===== EXTRAIT CHOISI

Manque de repères, absence de transmission des aînés, incompréhension des politiques mises en oeuvre… Les jeunes ont le sentiment d’être délaissés. Tout en reconnaissant évoluer dans une société en perte de valeurs, ils se cherchent un futur plus réjouissant. « Prendre en main l’avenir du pays » , c’est l’objectif, comme l’a rappelé Malick Nivelles, membre du Kolektif jénès Gwadloup. C’est dans cette optique que le bik a jénès se tiendra aujourd’hui pour trouver des solutions concrètes. Des exemples de ceux qui réussissent, il y en a certes, mais beaucoup connaissent la galère et espèrent des jours meilleurs. Des jeunes ont accepté de parler de leur quotidien et des maux qui gangrènent leur île.

DES JEUNES DU BLOCK 33, BAIE-MAHAULT : « Jalousie et mauvaises langues »

17 h 30. Dans les rues de Baie-Mahault, des jeunes du block 33 comme ils aiment à s’appeler sont rassemblés près d’un immeuble. Ils ont quitté l’école encore adolescents et sont reconnaissants à Ary Chalus, leur maire, de leur avoir trouvé un emploi à la mairie. Ces cinq garçons sont unanimes à reconnaître « les difficultés rencontrées pour s’en sortir » .

Leurs principales souffrances ? « La jalousie et les mauvaises langues des aînés. » Ces Baie-Mahaultiens vivent dans un monde où la violence existe, « mais c’est un fléau mondial » . Ils évoquent leur foi en Dieu, « face à la méchanceté des plus âgés qui tentent de nous détruire à travers des actes de magie noire » . Nos cinq jeunes font tout pour rester « de bons garçons » et justifient la délinquance de certains : « Ceux qui volent le font par nécessité dans un monde où la pauvreté guette les plus faibles » .

==========
===== EXTRAIT DES DONNÉES

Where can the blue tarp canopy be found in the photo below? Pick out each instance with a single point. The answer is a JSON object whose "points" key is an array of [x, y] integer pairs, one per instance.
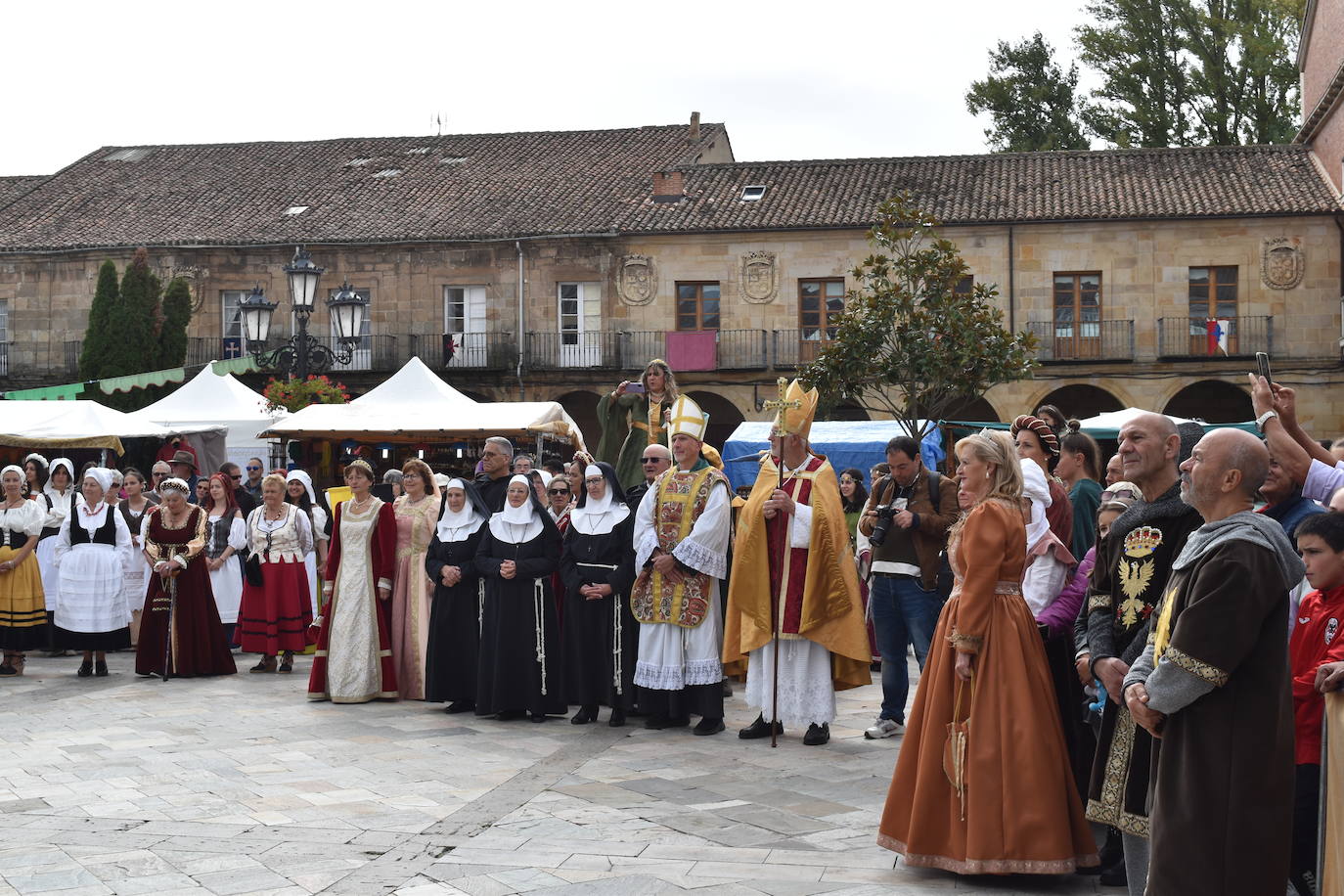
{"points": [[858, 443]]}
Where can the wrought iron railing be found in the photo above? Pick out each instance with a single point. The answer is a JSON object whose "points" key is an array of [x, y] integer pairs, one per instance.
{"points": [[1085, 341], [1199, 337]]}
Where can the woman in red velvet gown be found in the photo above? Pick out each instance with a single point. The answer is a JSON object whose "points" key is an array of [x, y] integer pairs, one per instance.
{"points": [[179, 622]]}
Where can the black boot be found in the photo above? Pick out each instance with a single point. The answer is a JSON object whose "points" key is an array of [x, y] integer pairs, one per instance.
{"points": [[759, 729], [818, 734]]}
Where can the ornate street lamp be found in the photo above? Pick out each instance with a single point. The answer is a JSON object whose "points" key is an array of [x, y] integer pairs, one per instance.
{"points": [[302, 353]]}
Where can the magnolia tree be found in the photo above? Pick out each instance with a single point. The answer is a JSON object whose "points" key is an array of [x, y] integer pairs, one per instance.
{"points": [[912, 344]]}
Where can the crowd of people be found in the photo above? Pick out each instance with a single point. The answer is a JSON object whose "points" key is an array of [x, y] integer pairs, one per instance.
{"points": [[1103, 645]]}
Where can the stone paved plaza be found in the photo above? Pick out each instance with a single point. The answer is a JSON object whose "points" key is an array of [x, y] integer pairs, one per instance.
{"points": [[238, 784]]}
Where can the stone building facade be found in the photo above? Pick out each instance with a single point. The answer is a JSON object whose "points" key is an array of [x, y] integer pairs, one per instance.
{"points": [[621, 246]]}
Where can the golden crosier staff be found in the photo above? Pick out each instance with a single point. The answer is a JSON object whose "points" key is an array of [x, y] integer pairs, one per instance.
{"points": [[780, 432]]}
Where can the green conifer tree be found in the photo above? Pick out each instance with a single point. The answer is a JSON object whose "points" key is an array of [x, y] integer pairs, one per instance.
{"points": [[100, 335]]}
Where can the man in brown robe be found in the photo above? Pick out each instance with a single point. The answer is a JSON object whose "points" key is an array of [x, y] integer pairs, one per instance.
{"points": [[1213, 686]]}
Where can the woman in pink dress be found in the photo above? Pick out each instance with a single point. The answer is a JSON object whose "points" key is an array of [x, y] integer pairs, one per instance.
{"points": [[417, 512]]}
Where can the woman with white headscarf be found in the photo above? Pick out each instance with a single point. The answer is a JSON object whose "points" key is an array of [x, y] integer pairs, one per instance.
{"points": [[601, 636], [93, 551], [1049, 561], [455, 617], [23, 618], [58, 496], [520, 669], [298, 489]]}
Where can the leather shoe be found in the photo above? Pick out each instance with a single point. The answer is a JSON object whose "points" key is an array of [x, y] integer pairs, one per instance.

==========

§ **TRAVAIL À FAIRE**:
[1] Recopiez mot pour mot le passage de l'extrait sur les jeunes de Guadeloupe qui va de « Manque de repères, absence » jusqu'à « gangrènent leur île. ».
[2] Prolongez le texte sur les jeunes de Guadeloupe au-delà de sa dernière phrase.

§ **RÉPONSES PAR TÂCHE**:
[1]
Manque de repères, absence de transmission des aînés, incompréhension des politiques mises en oeuvre… Les jeunes ont le sentiment d’être délaissés. Tout en reconnaissant évoluer dans une société en perte de valeurs, ils se cherchent un futur plus réjouissant. « Prendre en main l’avenir du pays » , c’est l’objectif, comme l’a rappelé Malick Nivelles, membre du Kolektif jénès Gwadloup. C’est dans cette optique que le bik a jénès se tiendra aujourd’hui pour trouver des solutions concrètes. Des exemples de ceux qui réussissent, il y en a certes, mais beaucoup connaissent la galère et espèrent des jours meilleurs. Des jeunes ont accepté de parler de leur quotidien et des maux qui gangrènent leur île.

[2]
Ce petit groupe rencontré dans la rue, oeuvre dans une association, Hope évolution. Sa mission : aider les jeunes en déshérence.

ZACHARY, 31 ANS, BASSE-TERRE : « Sans repères et prisonniers du virtuel »

Derrière son grand bureau, Zachary, détenteur d’une licence en informatique est haut fonctionnaire. Amoureux de sa Guadeloupe natale, il possède un avis bien tranché sur la société antillaise qu’il dit « perdue » . « Sans repères, prisonnière du virtuel, la jeunesse ne prend que les mauvais exemples et manque cruellement de culture. »
Admiratif de l’ancienne génération, Zachary déplore l’absence de transmission des valeurs. « Les jeunes se complaisent dans le paraître ou encore l’argent. » Il ne voit aucun espoir pour l’avenir.
Malgré tout, le jeune homme se dit bien dans sa peau dans la mesure où il évolue dans un groupe d’amis qui allie traditions et modernité à travers une vie simple où prime la nature et surtout la solidarité hors de ce système mondialiste de consommation. Il conclut : « Voter est inutile puisque les politiciens n’apportent aucune solution concrète, l’abstention est donc la meilleure des solutions pour que le pouvoir revienne au peuple. »

JA RULE, 29 ANS, LACROIX/ABYMES : « On ne peut pas régler les problèmes de violence et de chômage »

Entouré de ses amis et des enfants de ce quartier chaud limitrophe de Pointe-à-Pitre, Ja Rule, c’est son pseudonyme, se détend dans la cour de son immeuble.
Détenteur d’un CAP dans le domaine du bâtiment, il a travaillé dans l’industrie pendant trois ans. Attiré par la vie de la rue, il se plait dans les méandres du « business facile » . Comme pour quitter cette vie, il regagne la France puis revient au pays « où rien n’a changé. La violence et les gangs sont toujours d’actualité » .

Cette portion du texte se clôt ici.